## [Excerpted records]

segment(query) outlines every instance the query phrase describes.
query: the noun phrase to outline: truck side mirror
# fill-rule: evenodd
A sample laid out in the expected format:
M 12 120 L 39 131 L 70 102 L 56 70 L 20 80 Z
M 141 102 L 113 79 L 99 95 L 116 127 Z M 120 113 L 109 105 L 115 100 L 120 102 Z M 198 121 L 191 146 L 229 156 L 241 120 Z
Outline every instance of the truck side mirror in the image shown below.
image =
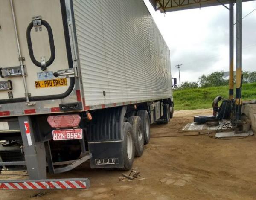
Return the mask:
M 173 79 L 173 84 L 172 87 L 177 87 L 177 79 L 176 78 L 172 78 L 172 79 Z

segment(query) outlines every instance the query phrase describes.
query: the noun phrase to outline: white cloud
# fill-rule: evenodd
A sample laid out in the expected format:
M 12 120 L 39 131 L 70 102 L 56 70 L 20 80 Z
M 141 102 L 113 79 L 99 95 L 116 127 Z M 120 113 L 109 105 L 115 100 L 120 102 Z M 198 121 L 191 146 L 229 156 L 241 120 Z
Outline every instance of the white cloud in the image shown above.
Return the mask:
M 173 77 L 178 77 L 175 66 L 179 64 L 183 65 L 180 67 L 182 82 L 196 81 L 203 74 L 228 71 L 227 9 L 219 6 L 164 14 L 156 12 L 148 0 L 144 1 L 170 49 Z M 256 2 L 243 3 L 243 16 L 255 8 Z M 235 12 L 234 15 L 235 18 Z M 234 29 L 235 34 L 236 26 Z M 243 20 L 243 69 L 256 71 L 256 11 Z

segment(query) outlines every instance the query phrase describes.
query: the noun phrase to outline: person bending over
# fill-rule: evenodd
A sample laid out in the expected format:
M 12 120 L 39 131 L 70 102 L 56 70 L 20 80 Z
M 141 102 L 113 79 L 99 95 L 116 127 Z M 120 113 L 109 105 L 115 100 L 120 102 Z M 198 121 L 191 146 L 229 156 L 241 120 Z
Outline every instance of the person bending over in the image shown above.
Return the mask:
M 220 95 L 219 95 L 218 96 L 216 96 L 214 99 L 214 100 L 213 100 L 213 102 L 212 102 L 212 109 L 213 110 L 213 115 L 214 116 L 216 116 L 217 115 L 217 113 L 219 108 L 218 107 L 218 102 L 223 99 L 223 98 Z

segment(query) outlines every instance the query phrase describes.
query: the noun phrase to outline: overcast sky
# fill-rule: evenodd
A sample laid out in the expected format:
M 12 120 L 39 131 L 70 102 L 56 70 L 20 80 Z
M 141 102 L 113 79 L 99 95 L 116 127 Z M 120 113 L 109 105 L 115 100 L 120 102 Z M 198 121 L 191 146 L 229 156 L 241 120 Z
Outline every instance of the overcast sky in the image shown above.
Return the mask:
M 178 64 L 181 82 L 229 70 L 228 10 L 219 6 L 164 14 L 144 1 L 170 49 L 173 77 L 178 78 Z M 243 17 L 256 8 L 256 1 L 243 3 Z M 243 20 L 242 46 L 243 70 L 256 71 L 256 11 Z M 235 69 L 235 58 L 234 64 Z

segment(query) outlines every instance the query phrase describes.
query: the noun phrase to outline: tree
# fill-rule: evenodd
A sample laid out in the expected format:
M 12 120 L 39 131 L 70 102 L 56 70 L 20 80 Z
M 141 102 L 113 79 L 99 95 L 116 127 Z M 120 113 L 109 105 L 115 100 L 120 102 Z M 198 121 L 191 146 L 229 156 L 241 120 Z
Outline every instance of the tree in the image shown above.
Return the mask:
M 198 87 L 198 84 L 197 82 L 183 82 L 181 88 L 196 88 Z
M 250 73 L 249 75 L 249 82 L 256 82 L 256 72 L 253 72 Z
M 202 87 L 227 85 L 228 80 L 224 78 L 224 72 L 215 72 L 209 75 L 203 74 L 199 77 L 199 84 Z

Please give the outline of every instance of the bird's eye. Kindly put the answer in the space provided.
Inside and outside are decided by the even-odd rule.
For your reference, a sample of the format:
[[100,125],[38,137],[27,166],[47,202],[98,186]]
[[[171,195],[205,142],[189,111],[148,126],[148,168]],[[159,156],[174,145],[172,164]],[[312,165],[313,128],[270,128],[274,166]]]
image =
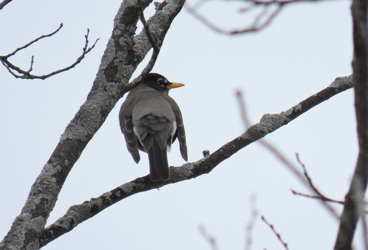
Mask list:
[[159,78],[157,79],[157,83],[160,84],[160,86],[163,87],[164,87],[166,85],[165,80],[162,78]]

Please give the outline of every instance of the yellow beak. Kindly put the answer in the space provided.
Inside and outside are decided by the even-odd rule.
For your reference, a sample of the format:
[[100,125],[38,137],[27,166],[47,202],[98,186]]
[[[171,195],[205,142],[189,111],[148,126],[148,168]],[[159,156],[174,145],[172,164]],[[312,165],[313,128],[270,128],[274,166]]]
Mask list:
[[167,85],[167,88],[168,89],[170,89],[171,88],[175,88],[182,87],[183,86],[185,85],[182,83],[180,83],[179,82],[171,82],[171,84]]

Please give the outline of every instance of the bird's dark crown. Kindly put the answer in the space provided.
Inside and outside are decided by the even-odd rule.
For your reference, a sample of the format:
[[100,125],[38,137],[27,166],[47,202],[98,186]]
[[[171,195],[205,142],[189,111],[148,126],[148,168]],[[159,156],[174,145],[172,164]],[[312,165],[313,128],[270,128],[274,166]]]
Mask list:
[[156,73],[149,74],[142,83],[156,90],[166,94],[169,93],[169,89],[167,86],[171,84],[171,82],[164,76]]

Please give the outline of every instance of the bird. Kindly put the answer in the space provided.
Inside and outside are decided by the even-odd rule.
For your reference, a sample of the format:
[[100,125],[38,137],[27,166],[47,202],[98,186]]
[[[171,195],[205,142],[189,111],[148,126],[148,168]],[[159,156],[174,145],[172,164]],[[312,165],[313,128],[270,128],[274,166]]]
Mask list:
[[183,86],[150,73],[129,92],[119,112],[128,151],[137,164],[141,159],[138,149],[148,153],[149,176],[153,182],[170,177],[167,153],[177,138],[181,156],[188,161],[181,112],[169,95],[170,89]]

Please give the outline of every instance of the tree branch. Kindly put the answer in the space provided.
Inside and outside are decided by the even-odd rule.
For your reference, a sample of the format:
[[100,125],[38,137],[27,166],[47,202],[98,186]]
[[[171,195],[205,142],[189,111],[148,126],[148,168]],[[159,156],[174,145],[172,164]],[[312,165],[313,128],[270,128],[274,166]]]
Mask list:
[[[151,2],[141,1],[145,7]],[[148,20],[157,40],[163,40],[184,4],[184,1],[164,1]],[[29,250],[40,247],[41,233],[66,178],[116,102],[131,88],[129,80],[152,47],[145,32],[134,36],[141,11],[136,0],[122,3],[92,89],[32,185],[21,214],[0,243],[2,250],[14,249],[14,246]]]
[[[81,62],[81,61],[83,59],[83,58],[84,58],[84,56],[86,54],[87,54],[89,52],[91,51],[91,50],[92,50],[92,49],[95,47],[95,45],[96,45],[96,43],[97,42],[97,41],[98,41],[100,39],[99,38],[98,38],[97,39],[96,39],[96,41],[95,42],[95,43],[93,43],[93,45],[91,47],[87,48],[88,44],[88,35],[89,34],[89,29],[87,29],[87,34],[84,36],[84,37],[86,39],[86,42],[85,44],[84,45],[84,47],[82,49],[83,50],[83,52],[82,53],[82,54],[81,55],[81,56],[79,57],[78,57],[78,58],[77,59],[77,60],[75,61],[74,62],[74,63],[73,63],[70,66],[68,66],[68,67],[66,67],[66,68],[62,68],[61,69],[59,70],[56,70],[56,71],[52,72],[47,75],[32,75],[29,74],[29,72],[30,72],[33,69],[32,68],[32,66],[33,65],[33,56],[32,56],[32,59],[31,60],[31,66],[29,67],[29,69],[27,70],[27,71],[26,71],[25,70],[23,70],[21,69],[19,67],[18,67],[16,66],[15,66],[15,65],[14,65],[11,63],[10,63],[8,60],[9,57],[11,56],[14,56],[14,54],[15,54],[15,53],[16,53],[17,52],[18,52],[21,50],[23,49],[24,49],[25,48],[26,48],[27,47],[28,47],[31,45],[36,42],[40,40],[40,39],[42,39],[42,38],[45,37],[51,36],[60,30],[60,29],[61,29],[62,27],[63,27],[63,23],[62,23],[61,24],[60,24],[60,27],[59,27],[59,28],[58,28],[58,29],[56,29],[56,30],[55,31],[54,31],[52,33],[50,33],[48,35],[43,35],[42,36],[41,36],[39,37],[36,38],[33,41],[31,41],[31,42],[29,42],[29,43],[25,45],[24,46],[21,47],[20,48],[17,48],[17,49],[16,49],[13,52],[11,52],[10,54],[7,54],[6,56],[0,56],[0,60],[1,60],[1,63],[3,64],[3,65],[5,66],[5,67],[6,67],[7,69],[8,70],[8,71],[10,73],[10,74],[13,75],[13,76],[14,76],[14,77],[15,77],[15,78],[21,78],[22,79],[33,79],[37,78],[37,79],[42,79],[43,80],[44,80],[46,78],[49,77],[50,77],[52,75],[56,75],[57,74],[59,74],[59,73],[60,73],[61,72],[64,71],[66,71],[67,70],[68,70],[71,68],[74,68],[75,66],[76,65],[77,65],[77,64],[78,64],[78,63]],[[15,73],[14,73],[14,72],[13,72],[13,70],[14,70],[18,72],[18,73],[21,74],[21,75],[18,75],[16,74]]]
[[12,0],[4,0],[2,2],[0,3],[0,10],[4,8],[4,6],[11,2]]
[[280,234],[277,233],[276,229],[275,229],[275,227],[273,226],[273,225],[269,223],[266,220],[266,219],[265,218],[265,216],[263,215],[262,215],[261,218],[262,218],[262,220],[264,221],[265,223],[267,224],[267,225],[268,226],[270,227],[270,228],[272,230],[272,232],[273,232],[275,234],[275,235],[277,236],[277,239],[279,239],[279,241],[281,242],[281,244],[282,244],[283,246],[284,246],[284,247],[285,248],[285,249],[286,249],[286,250],[289,250],[289,249],[287,247],[287,243],[282,240],[282,239],[281,239],[281,236],[280,235]]
[[[241,92],[238,91],[237,92],[237,96],[238,97],[238,101],[239,101],[240,106],[240,110],[241,113],[242,118],[243,119],[243,122],[246,128],[248,128],[251,126],[250,122],[248,117],[248,115],[247,112],[247,109],[245,107],[245,103],[244,101],[243,97]],[[310,185],[309,183],[304,177],[303,174],[299,170],[296,166],[295,166],[291,161],[289,161],[287,158],[279,150],[278,150],[276,147],[275,147],[272,144],[268,142],[266,140],[264,139],[261,139],[258,140],[258,142],[260,143],[262,146],[272,153],[278,159],[286,166],[289,170],[294,174],[294,175],[305,186],[309,189],[312,191],[315,191],[314,190],[313,187]],[[340,220],[340,216],[337,214],[337,212],[335,211],[332,207],[329,204],[324,202],[324,201],[321,200],[321,204],[327,209],[331,214],[336,219]]]
[[368,2],[353,0],[354,56],[353,60],[355,110],[359,151],[349,191],[345,196],[335,249],[350,249],[368,184]]
[[197,162],[187,163],[181,167],[170,167],[170,178],[167,181],[152,182],[149,176],[147,175],[123,184],[96,198],[92,198],[89,201],[71,207],[63,216],[43,230],[40,238],[40,245],[47,244],[127,197],[208,173],[220,163],[242,148],[287,124],[334,95],[352,87],[351,75],[338,77],[326,88],[285,112],[264,115],[259,123],[253,125],[243,134],[227,142],[212,154],[207,155]]
[[[185,7],[188,12],[194,16],[211,29],[219,33],[226,35],[234,35],[250,32],[258,31],[268,26],[276,16],[281,11],[282,7],[285,5],[300,1],[316,1],[319,0],[272,0],[262,1],[261,0],[243,0],[242,1],[249,3],[250,5],[241,8],[241,12],[245,12],[256,7],[261,7],[263,9],[254,18],[253,22],[248,27],[238,29],[227,30],[220,28],[197,11],[197,10],[204,1],[199,1],[193,7],[185,4]],[[271,7],[273,10],[270,11]]]

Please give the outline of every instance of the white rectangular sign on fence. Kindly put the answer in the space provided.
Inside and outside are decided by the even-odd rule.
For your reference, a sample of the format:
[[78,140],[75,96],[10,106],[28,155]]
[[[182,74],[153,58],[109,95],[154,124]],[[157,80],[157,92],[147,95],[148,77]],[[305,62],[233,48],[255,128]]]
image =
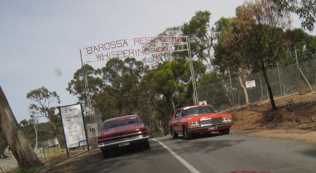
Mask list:
[[48,146],[50,147],[58,145],[58,139],[57,139],[57,138],[54,138],[53,139],[47,140],[47,143],[48,144]]
[[246,81],[246,88],[247,89],[256,88],[256,81],[254,80]]
[[67,148],[87,145],[81,104],[60,107]]

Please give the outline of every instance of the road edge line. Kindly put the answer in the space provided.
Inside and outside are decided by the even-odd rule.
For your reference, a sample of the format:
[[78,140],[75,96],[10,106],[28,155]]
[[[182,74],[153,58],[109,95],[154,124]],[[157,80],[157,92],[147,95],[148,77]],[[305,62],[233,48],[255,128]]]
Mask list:
[[152,138],[154,141],[156,141],[159,143],[159,144],[161,145],[163,147],[164,147],[165,149],[168,150],[171,154],[173,155],[178,160],[179,160],[183,165],[184,165],[187,168],[188,168],[192,173],[199,173],[199,172],[198,171],[197,169],[194,168],[193,166],[191,166],[189,163],[187,162],[185,160],[182,159],[181,157],[180,157],[178,154],[177,154],[174,151],[172,151],[172,149],[170,149],[168,147],[167,147],[166,145],[164,144],[163,143],[160,142],[160,141],[155,139],[154,138]]

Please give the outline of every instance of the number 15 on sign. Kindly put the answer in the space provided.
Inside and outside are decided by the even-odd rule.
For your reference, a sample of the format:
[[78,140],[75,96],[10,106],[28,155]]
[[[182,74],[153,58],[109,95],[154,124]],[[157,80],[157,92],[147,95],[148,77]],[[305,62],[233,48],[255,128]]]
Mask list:
[[88,138],[98,137],[97,123],[87,124],[87,134]]

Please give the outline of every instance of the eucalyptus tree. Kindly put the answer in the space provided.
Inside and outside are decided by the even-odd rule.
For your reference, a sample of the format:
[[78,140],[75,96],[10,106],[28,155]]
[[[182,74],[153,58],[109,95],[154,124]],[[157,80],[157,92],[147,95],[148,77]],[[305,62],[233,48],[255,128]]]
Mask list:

## [Work to complete]
Copy out the lines above word for word, starting with the line containing "Please give the outline of every instance of the white" and continuing through the line containing "[[246,81],[246,88],[247,89],[256,88],[256,81],[254,80]]", both included. Leave the pictures out of your copy.

## [Correct output]
Please give the outline of every instance of the white rectangular sign on fence. Kindly put the answer in the space provided.
Inside and outside are decided by the even-odd rule.
For your reference, a sample of the format:
[[78,140],[75,96],[10,106],[28,155]]
[[[182,74],[153,58],[109,95],[154,124]],[[157,80],[157,92],[147,95],[148,77]],[[305,62],[233,48],[255,128]]]
image =
Mask list:
[[48,146],[50,147],[58,145],[58,139],[57,139],[57,138],[54,138],[53,139],[47,140],[47,143],[48,144]]
[[246,81],[246,88],[247,89],[256,88],[256,81],[254,80]]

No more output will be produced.